Copy every one of the records below word for word, leaving out the pictures.

START PROVIDED RECORDS

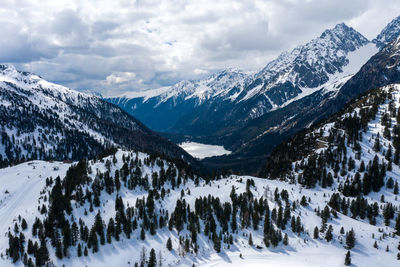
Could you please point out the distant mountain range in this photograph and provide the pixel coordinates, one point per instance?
(251, 114)
(42, 120)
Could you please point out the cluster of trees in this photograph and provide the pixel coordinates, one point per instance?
(53, 127)
(221, 222)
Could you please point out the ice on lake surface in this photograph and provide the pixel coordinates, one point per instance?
(202, 151)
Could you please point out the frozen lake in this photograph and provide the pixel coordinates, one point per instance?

END PROVIDED RECORDS

- _FULL SOLUTION_
Could you please point out the distant mountain range in this photograph and provide the pixel coordinates, one point per instance?
(251, 114)
(42, 120)
Could you please point out the cluster of trees in this photograph and provide the pixel coordinates, one point per instance?
(53, 127)
(221, 222)
Could you please point out the ice on lake surface in this photograph and provide the pixel coordinates, one point per instance?
(202, 151)
Could you please point out the frozen lake in this photograph and provide the pixel coordinates, one point per instance?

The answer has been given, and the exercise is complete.